EXERCISE INSTRUCTIONS:
Nothing but the lines from the one containing "target | paving slab sidewalk" to the end of the data should be returned, each exactly as written.

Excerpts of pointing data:
⁂
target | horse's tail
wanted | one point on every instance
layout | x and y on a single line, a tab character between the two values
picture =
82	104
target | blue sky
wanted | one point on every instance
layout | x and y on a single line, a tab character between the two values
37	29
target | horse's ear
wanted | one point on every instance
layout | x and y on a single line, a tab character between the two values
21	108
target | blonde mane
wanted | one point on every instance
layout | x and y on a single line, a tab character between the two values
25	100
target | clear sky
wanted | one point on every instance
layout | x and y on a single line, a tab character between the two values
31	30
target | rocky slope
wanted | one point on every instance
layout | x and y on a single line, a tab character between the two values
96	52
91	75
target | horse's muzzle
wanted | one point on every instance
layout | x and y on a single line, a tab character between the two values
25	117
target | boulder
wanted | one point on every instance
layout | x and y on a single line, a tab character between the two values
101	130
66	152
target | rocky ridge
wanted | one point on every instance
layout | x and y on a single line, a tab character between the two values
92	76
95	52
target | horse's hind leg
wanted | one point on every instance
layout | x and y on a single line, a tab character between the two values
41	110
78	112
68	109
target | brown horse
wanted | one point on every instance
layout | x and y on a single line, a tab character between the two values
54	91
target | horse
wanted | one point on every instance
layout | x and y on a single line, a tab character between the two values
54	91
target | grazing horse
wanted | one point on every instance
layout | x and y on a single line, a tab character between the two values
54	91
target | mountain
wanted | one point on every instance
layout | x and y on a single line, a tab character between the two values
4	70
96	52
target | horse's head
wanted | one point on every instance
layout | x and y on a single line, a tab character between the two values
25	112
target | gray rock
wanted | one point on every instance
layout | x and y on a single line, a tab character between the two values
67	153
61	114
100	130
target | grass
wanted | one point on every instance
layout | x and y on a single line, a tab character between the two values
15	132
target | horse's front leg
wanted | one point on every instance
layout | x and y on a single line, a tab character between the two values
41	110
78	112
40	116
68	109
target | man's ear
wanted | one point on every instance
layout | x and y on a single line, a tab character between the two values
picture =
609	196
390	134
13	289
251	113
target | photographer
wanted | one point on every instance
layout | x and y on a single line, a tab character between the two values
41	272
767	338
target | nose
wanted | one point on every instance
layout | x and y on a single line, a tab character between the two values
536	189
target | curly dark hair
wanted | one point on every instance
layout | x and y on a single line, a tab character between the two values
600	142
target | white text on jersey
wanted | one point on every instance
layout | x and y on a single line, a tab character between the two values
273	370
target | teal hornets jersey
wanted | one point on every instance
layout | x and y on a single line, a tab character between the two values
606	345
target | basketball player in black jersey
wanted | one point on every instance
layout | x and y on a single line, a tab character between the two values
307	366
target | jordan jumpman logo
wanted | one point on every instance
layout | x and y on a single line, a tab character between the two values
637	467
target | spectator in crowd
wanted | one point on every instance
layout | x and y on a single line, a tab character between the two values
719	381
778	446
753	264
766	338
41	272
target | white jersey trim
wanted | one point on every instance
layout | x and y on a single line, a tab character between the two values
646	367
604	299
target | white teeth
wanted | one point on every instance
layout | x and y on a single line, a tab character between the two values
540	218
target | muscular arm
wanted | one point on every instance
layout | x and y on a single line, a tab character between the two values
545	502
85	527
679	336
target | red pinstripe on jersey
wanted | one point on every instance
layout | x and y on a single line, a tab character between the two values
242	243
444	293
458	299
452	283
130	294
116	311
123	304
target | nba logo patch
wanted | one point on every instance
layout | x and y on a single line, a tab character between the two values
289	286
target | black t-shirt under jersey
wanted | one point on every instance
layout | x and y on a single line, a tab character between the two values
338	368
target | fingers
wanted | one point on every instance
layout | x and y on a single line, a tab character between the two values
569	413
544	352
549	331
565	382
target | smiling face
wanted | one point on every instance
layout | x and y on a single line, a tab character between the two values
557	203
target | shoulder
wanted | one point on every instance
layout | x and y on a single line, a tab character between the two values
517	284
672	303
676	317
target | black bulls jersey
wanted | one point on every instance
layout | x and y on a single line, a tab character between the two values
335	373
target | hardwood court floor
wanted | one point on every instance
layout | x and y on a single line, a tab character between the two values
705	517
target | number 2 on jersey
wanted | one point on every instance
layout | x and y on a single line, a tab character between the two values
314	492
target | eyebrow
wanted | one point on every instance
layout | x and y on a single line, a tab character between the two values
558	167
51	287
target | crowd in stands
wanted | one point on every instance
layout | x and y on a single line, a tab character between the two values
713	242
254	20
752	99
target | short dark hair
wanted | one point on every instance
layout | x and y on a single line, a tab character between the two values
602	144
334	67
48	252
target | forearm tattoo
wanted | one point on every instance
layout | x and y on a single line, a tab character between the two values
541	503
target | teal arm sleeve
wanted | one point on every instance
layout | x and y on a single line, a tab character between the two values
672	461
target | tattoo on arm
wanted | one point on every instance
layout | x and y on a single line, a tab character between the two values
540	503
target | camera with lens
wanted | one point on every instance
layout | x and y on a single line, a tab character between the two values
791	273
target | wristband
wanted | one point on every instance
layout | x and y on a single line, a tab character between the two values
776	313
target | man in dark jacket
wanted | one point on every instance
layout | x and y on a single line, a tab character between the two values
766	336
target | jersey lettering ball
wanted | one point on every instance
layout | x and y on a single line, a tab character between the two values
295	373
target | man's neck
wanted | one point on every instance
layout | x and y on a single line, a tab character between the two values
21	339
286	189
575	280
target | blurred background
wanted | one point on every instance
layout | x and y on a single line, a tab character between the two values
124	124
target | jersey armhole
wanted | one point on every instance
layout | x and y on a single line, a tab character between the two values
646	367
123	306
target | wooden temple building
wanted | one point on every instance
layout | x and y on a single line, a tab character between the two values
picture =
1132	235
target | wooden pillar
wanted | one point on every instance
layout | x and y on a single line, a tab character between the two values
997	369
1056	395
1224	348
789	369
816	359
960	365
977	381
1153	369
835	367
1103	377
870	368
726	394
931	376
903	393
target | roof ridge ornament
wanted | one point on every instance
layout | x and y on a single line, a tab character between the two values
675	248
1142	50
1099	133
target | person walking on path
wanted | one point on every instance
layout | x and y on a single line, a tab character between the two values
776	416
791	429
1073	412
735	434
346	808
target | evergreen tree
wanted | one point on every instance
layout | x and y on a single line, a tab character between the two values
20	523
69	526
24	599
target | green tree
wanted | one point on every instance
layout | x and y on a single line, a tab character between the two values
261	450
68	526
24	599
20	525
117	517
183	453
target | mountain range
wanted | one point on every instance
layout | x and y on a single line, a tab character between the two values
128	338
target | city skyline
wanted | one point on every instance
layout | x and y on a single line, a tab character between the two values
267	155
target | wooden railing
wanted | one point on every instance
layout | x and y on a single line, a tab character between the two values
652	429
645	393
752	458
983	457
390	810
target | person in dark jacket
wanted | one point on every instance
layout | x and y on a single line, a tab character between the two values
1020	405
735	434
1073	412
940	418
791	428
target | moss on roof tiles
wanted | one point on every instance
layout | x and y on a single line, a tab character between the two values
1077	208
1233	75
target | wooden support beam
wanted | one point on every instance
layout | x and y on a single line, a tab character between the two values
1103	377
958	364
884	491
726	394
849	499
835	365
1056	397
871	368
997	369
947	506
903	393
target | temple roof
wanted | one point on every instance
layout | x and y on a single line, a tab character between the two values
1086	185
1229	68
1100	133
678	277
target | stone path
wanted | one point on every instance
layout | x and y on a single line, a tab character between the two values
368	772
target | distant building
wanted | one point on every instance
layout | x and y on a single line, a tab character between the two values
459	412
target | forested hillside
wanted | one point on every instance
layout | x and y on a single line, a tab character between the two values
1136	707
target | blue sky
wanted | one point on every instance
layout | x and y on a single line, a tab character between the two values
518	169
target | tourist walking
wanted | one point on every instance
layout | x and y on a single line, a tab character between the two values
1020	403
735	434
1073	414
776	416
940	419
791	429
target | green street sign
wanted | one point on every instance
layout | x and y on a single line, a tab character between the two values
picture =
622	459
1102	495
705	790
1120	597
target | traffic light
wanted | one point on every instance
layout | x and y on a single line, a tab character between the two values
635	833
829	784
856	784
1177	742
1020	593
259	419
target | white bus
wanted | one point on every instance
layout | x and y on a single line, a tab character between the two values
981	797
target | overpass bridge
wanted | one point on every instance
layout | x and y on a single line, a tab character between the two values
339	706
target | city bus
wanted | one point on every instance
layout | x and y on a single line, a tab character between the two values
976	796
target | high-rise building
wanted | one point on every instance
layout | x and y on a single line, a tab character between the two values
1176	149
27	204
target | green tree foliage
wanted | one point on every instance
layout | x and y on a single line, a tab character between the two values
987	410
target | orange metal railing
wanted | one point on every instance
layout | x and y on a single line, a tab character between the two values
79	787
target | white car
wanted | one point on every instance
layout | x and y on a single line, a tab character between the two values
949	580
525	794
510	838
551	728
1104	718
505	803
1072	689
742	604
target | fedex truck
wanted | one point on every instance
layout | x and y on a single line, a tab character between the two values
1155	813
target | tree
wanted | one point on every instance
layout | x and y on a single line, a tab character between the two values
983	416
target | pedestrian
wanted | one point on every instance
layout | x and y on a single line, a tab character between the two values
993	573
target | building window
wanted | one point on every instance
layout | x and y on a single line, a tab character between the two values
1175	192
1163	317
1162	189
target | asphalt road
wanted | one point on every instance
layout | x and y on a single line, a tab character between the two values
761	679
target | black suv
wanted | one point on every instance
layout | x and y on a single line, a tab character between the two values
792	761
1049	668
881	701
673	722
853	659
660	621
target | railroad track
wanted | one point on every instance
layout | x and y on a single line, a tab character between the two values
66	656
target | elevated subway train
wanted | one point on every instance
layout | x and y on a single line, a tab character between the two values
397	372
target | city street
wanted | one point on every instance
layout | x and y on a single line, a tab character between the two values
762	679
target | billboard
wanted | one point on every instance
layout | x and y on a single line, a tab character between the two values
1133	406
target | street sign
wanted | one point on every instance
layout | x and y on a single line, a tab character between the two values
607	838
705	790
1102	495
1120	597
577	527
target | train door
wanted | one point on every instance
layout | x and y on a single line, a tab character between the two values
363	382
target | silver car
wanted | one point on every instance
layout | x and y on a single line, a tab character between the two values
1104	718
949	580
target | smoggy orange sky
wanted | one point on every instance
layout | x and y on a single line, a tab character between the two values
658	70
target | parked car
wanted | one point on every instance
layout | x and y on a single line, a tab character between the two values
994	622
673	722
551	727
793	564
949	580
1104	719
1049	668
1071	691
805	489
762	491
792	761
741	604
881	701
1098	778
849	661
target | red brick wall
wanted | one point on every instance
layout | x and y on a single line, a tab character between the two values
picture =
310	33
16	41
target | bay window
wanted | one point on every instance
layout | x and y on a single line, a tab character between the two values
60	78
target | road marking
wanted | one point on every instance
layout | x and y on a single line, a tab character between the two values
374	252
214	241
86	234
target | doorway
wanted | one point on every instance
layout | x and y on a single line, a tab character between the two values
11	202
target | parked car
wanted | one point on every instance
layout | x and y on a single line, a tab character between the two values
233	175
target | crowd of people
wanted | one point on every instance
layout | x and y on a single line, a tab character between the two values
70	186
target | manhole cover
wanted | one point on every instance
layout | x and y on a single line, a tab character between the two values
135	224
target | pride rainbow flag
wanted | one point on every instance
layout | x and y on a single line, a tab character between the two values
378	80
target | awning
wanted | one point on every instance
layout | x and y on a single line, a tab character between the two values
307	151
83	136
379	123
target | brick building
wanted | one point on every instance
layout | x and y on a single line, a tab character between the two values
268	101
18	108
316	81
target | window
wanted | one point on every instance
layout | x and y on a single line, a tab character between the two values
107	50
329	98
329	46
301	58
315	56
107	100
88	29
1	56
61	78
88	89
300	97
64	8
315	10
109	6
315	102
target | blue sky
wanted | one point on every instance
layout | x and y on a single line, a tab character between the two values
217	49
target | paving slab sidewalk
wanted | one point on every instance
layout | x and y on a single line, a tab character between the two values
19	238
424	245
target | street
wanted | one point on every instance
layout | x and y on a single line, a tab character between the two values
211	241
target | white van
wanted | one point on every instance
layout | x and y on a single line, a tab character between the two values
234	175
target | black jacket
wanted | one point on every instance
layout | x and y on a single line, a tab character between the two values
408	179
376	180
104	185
⁂
SOLUTION TO THIS EXERCISE:
target | paving slab sidewalk
wanted | one point on every instance
layout | x and y on a single line, a tab character between the two values
19	238
424	245
target | street
wanted | one point on every instance
layout | x and y on a single line, a tab character between the two values
211	241
target | white van
wanted | one point on every instance
layout | x and y on a single line, a tab character between the two values
234	175
target | black jacket
wanted | one point on every instance
layout | x and y on a single line, a tab character between the two values
408	179
376	180
104	185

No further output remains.